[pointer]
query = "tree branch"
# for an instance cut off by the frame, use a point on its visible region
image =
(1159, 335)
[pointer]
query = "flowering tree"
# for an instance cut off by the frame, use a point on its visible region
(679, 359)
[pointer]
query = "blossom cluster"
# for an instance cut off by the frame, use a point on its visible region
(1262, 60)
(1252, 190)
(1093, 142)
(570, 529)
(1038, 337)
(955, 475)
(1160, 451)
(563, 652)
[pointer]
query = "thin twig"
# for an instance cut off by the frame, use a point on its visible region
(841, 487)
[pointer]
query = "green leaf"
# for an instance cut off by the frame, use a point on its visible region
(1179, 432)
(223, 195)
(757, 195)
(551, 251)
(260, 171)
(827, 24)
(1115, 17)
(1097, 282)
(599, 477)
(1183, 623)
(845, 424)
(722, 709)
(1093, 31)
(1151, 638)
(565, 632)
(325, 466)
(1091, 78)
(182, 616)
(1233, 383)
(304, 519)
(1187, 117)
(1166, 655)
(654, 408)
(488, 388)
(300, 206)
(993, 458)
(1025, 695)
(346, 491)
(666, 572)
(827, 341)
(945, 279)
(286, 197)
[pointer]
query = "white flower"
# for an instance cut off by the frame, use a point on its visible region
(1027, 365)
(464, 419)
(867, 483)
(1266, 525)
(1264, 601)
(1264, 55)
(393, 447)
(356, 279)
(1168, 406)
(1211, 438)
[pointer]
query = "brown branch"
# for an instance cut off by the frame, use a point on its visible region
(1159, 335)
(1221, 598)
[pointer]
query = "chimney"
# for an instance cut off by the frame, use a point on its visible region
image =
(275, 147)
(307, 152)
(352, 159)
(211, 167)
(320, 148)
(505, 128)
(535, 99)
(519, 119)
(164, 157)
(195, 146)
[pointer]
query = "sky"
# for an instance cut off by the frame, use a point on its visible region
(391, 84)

------------------------------------------------

◆ WHAT IS ASKED
Please set down each line of the records exactly as given.

◆ FULL ANSWER
[pointer]
query = "tree branch"
# for an instance cut off by the frame, use a point on its visible region
image =
(1159, 335)
[pointer]
query = "flowering tree"
# for an instance cut off by the frame, use a point on its visible region
(679, 359)
[pointer]
query = "blossom cluster"
# for an instance cut off by the frame, use a point on its visible region
(1262, 60)
(1252, 190)
(1093, 142)
(570, 529)
(1038, 337)
(955, 475)
(1160, 451)
(563, 652)
[pointer]
query = "thin twig"
# for an instance cut off by the frame, use a point on its visible region
(841, 487)
[pointer]
query = "green leaf"
# for an instance cut off by the frame, use a point on its visible region
(1179, 432)
(223, 195)
(757, 195)
(551, 251)
(260, 171)
(827, 24)
(1115, 17)
(1097, 282)
(599, 477)
(1183, 623)
(845, 424)
(722, 709)
(1093, 31)
(1151, 638)
(565, 632)
(325, 466)
(1091, 78)
(182, 616)
(1233, 383)
(304, 519)
(1187, 117)
(1166, 655)
(654, 408)
(488, 388)
(300, 206)
(993, 458)
(1025, 695)
(346, 491)
(666, 572)
(827, 341)
(945, 279)
(286, 197)
[pointer]
query = "white flower"
# for an instance cut off by the frame, use a point on its visible region
(1027, 365)
(464, 419)
(867, 483)
(1266, 525)
(1264, 601)
(1264, 55)
(393, 447)
(356, 279)
(1168, 406)
(1211, 438)
[pointer]
query = "brown branch"
# for an instance cut off by the frame, use a point on its visible region
(1159, 335)
(1221, 598)
[pointer]
query = "chimney"
# for an instance cut off by the frame, use a point on its visible region
image =
(275, 147)
(307, 152)
(352, 159)
(211, 167)
(320, 148)
(505, 128)
(535, 99)
(519, 119)
(164, 157)
(195, 146)
[pointer]
query = "sky"
# for an instance cut off by the frame, use a point on its visible region
(391, 84)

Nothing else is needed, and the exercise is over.